» **WHAT YOU SHOULD DO**:
Copy the material below word for word, covering the stretch from the line containing "Spot the child" through the end of the material.

» **DATASET ENTRIES**:
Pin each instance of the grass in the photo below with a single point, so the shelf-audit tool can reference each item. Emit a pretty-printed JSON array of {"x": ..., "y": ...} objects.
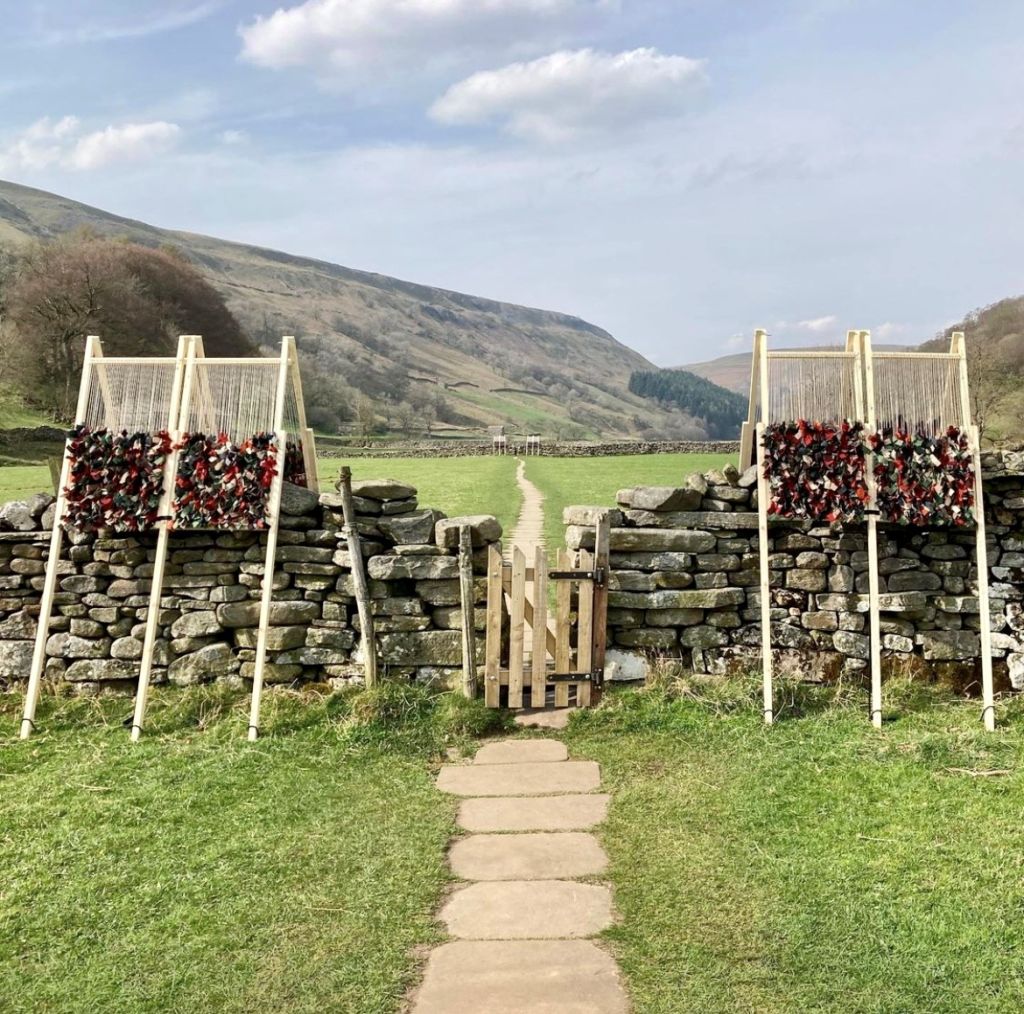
[
  {"x": 196, "y": 872},
  {"x": 817, "y": 865},
  {"x": 456, "y": 486},
  {"x": 595, "y": 480}
]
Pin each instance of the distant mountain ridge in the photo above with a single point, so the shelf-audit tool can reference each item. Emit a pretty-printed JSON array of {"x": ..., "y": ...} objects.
[{"x": 486, "y": 362}]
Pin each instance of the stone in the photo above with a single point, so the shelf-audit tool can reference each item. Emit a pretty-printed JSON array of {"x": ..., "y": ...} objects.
[
  {"x": 855, "y": 645},
  {"x": 297, "y": 500},
  {"x": 537, "y": 855},
  {"x": 376, "y": 490},
  {"x": 196, "y": 625},
  {"x": 687, "y": 598},
  {"x": 15, "y": 660},
  {"x": 412, "y": 529},
  {"x": 278, "y": 638},
  {"x": 415, "y": 567},
  {"x": 16, "y": 516},
  {"x": 589, "y": 516},
  {"x": 947, "y": 644},
  {"x": 422, "y": 647},
  {"x": 483, "y": 530},
  {"x": 674, "y": 618},
  {"x": 526, "y": 910},
  {"x": 208, "y": 662},
  {"x": 66, "y": 645},
  {"x": 655, "y": 540},
  {"x": 532, "y": 813},
  {"x": 519, "y": 976},
  {"x": 625, "y": 667},
  {"x": 100, "y": 670},
  {"x": 701, "y": 637},
  {"x": 659, "y": 498},
  {"x": 519, "y": 751},
  {"x": 246, "y": 614},
  {"x": 519, "y": 779}
]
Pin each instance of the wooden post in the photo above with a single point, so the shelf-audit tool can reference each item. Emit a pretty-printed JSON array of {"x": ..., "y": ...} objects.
[
  {"x": 602, "y": 537},
  {"x": 496, "y": 604},
  {"x": 763, "y": 495},
  {"x": 359, "y": 586},
  {"x": 539, "y": 626},
  {"x": 468, "y": 611},
  {"x": 957, "y": 345},
  {"x": 92, "y": 349},
  {"x": 174, "y": 424},
  {"x": 273, "y": 518},
  {"x": 875, "y": 619}
]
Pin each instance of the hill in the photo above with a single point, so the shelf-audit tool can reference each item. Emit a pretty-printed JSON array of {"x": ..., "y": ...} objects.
[
  {"x": 722, "y": 411},
  {"x": 464, "y": 361}
]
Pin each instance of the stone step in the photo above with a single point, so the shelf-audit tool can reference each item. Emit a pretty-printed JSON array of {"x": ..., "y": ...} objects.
[
  {"x": 520, "y": 752},
  {"x": 532, "y": 812},
  {"x": 516, "y": 910},
  {"x": 544, "y": 855},
  {"x": 520, "y": 977},
  {"x": 534, "y": 778}
]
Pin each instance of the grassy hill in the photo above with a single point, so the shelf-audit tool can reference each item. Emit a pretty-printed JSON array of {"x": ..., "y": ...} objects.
[{"x": 493, "y": 362}]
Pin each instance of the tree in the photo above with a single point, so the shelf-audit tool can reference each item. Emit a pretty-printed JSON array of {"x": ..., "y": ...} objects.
[
  {"x": 366, "y": 416},
  {"x": 135, "y": 298}
]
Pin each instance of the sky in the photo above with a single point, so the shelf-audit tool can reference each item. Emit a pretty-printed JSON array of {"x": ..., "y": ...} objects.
[{"x": 679, "y": 172}]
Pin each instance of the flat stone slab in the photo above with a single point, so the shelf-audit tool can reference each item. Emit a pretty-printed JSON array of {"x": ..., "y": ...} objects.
[
  {"x": 534, "y": 778},
  {"x": 543, "y": 855},
  {"x": 520, "y": 977},
  {"x": 543, "y": 718},
  {"x": 517, "y": 910},
  {"x": 532, "y": 812},
  {"x": 521, "y": 751}
]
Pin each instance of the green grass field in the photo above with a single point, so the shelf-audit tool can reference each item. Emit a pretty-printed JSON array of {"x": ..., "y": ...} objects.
[
  {"x": 595, "y": 480},
  {"x": 817, "y": 865},
  {"x": 197, "y": 872}
]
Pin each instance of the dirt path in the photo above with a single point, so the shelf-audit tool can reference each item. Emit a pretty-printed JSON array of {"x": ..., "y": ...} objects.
[
  {"x": 528, "y": 531},
  {"x": 522, "y": 921}
]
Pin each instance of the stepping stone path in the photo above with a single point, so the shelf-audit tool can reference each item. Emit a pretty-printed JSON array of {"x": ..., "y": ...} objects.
[{"x": 520, "y": 924}]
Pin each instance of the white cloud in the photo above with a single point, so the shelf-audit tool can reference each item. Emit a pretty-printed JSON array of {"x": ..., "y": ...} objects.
[
  {"x": 570, "y": 92},
  {"x": 338, "y": 38},
  {"x": 819, "y": 324},
  {"x": 61, "y": 143}
]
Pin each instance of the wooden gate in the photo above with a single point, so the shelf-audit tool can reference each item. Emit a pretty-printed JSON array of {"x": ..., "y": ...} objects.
[{"x": 541, "y": 651}]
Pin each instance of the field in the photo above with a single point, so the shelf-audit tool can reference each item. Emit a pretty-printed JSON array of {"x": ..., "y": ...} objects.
[
  {"x": 818, "y": 865},
  {"x": 196, "y": 872},
  {"x": 595, "y": 480}
]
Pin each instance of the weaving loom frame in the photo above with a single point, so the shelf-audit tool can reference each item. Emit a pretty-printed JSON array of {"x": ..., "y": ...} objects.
[
  {"x": 964, "y": 420},
  {"x": 188, "y": 364},
  {"x": 858, "y": 348}
]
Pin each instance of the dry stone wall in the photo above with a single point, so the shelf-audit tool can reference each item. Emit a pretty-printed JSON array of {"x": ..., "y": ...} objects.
[
  {"x": 685, "y": 582},
  {"x": 210, "y": 605}
]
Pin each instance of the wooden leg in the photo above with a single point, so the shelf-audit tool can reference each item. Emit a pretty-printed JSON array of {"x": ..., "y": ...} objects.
[
  {"x": 152, "y": 620},
  {"x": 43, "y": 628},
  {"x": 876, "y": 631},
  {"x": 767, "y": 686},
  {"x": 264, "y": 608}
]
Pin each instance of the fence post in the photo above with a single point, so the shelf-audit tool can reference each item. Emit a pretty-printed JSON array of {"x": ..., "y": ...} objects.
[{"x": 468, "y": 611}]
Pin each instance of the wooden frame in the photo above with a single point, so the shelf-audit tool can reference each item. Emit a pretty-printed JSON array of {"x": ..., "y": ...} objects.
[
  {"x": 190, "y": 382},
  {"x": 752, "y": 445},
  {"x": 965, "y": 422}
]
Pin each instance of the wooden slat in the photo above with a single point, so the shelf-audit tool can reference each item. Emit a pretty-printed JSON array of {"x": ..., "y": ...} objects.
[
  {"x": 539, "y": 621},
  {"x": 585, "y": 630},
  {"x": 563, "y": 602},
  {"x": 517, "y": 629},
  {"x": 493, "y": 659},
  {"x": 600, "y": 615}
]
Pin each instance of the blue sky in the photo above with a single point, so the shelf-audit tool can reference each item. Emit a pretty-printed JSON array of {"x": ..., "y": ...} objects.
[{"x": 677, "y": 172}]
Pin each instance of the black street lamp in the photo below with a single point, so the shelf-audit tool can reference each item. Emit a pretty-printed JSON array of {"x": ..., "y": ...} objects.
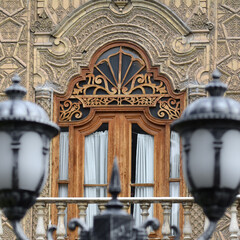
[
  {"x": 210, "y": 134},
  {"x": 25, "y": 134}
]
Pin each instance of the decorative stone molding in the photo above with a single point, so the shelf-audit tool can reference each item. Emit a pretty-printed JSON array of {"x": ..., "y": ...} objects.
[
  {"x": 170, "y": 44},
  {"x": 199, "y": 21},
  {"x": 42, "y": 24}
]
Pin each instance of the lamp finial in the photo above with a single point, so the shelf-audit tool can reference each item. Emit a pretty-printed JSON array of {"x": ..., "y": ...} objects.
[{"x": 216, "y": 88}]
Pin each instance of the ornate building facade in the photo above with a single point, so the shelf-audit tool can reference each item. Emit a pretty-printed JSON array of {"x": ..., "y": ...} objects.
[{"x": 83, "y": 60}]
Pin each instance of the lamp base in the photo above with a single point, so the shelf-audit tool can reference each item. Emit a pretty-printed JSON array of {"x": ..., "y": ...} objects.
[
  {"x": 214, "y": 201},
  {"x": 15, "y": 203}
]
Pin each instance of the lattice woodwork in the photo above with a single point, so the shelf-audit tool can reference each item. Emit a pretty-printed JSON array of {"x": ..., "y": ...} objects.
[{"x": 120, "y": 77}]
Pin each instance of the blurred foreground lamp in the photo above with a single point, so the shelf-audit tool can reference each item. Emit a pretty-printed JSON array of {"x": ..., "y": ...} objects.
[
  {"x": 25, "y": 134},
  {"x": 210, "y": 134}
]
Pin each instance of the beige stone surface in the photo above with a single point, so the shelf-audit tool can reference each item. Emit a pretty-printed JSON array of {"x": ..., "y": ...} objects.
[{"x": 47, "y": 42}]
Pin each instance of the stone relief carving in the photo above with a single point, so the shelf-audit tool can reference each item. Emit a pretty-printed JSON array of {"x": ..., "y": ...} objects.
[
  {"x": 13, "y": 40},
  {"x": 42, "y": 24},
  {"x": 228, "y": 43},
  {"x": 164, "y": 41}
]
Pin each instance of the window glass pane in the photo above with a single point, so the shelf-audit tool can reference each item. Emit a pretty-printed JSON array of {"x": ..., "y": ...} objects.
[
  {"x": 96, "y": 149},
  {"x": 175, "y": 155},
  {"x": 142, "y": 168},
  {"x": 174, "y": 192},
  {"x": 63, "y": 192},
  {"x": 95, "y": 168},
  {"x": 63, "y": 155}
]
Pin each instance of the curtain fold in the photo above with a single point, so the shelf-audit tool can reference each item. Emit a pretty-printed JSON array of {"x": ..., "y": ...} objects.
[
  {"x": 175, "y": 173},
  {"x": 95, "y": 169},
  {"x": 144, "y": 172}
]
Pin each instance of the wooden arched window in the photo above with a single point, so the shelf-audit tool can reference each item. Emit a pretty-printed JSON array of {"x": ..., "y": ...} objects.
[{"x": 121, "y": 93}]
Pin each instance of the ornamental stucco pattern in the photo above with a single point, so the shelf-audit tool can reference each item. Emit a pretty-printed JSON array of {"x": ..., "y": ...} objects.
[
  {"x": 47, "y": 42},
  {"x": 180, "y": 54}
]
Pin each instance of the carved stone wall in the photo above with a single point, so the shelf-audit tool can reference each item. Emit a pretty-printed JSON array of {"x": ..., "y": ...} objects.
[
  {"x": 48, "y": 42},
  {"x": 181, "y": 53}
]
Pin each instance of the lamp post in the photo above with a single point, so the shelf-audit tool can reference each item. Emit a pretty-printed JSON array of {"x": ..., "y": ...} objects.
[
  {"x": 25, "y": 134},
  {"x": 210, "y": 134}
]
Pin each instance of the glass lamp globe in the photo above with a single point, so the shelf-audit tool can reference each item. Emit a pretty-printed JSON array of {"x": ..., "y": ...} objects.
[
  {"x": 210, "y": 134},
  {"x": 25, "y": 134}
]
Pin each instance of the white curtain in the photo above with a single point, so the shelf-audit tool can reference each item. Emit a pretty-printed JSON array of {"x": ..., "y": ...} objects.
[
  {"x": 144, "y": 172},
  {"x": 175, "y": 173},
  {"x": 95, "y": 169},
  {"x": 63, "y": 167}
]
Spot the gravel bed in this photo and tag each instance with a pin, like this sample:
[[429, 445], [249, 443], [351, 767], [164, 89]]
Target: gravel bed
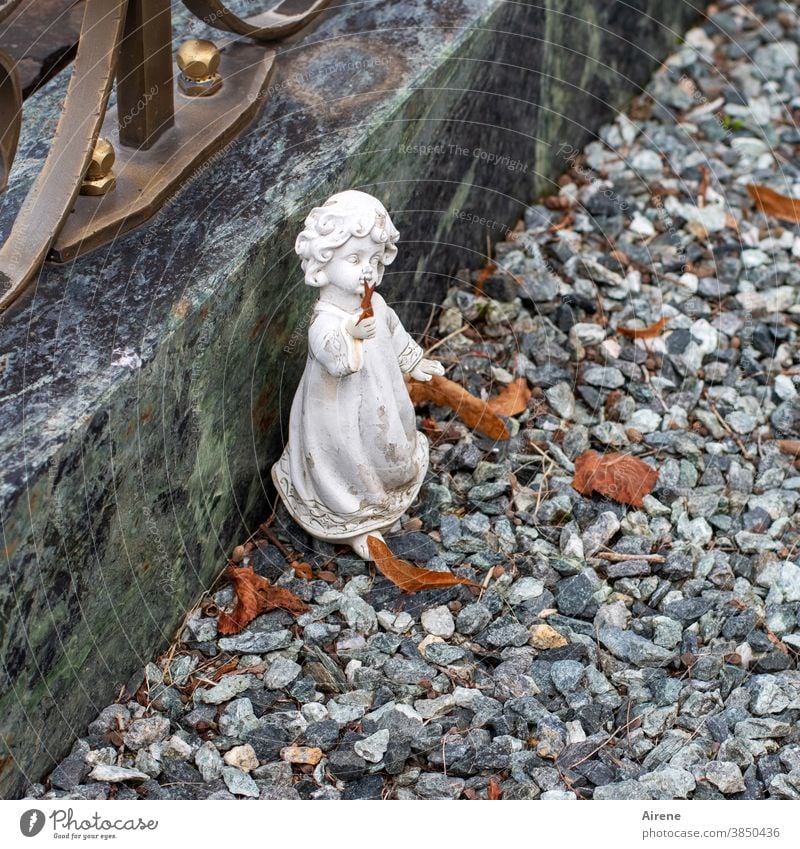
[[572, 675]]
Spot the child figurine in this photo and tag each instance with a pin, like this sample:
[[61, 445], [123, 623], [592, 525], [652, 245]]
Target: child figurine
[[354, 460]]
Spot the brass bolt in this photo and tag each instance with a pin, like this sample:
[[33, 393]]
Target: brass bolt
[[198, 61], [99, 177]]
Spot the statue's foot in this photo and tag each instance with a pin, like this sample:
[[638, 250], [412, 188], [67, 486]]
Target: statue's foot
[[359, 544]]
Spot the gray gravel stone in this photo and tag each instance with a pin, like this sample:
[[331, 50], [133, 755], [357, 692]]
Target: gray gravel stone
[[281, 673], [635, 649]]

» **RESPONSE TO THE TASK**:
Spot the child figurine in this photo and tag each instance with a pin, like this sample:
[[61, 445], [123, 623], [592, 525], [652, 245]]
Target: child figurine
[[354, 460]]
Spot the brass bolt in this photo and tag each instance with a pin, like this sample:
[[33, 393]]
Target: brass bolt
[[198, 61], [99, 177]]
Spot the statue's foot in this photo and tag each instance with a pin, like this sample:
[[638, 250], [412, 188], [67, 486]]
Target: statue's foot
[[359, 544]]
Spot the gray gravel stone in this photo and tag each instance with a pin, like this sample:
[[331, 50], [133, 755], [357, 692]]
Target: gray gravel stone
[[281, 673], [635, 649]]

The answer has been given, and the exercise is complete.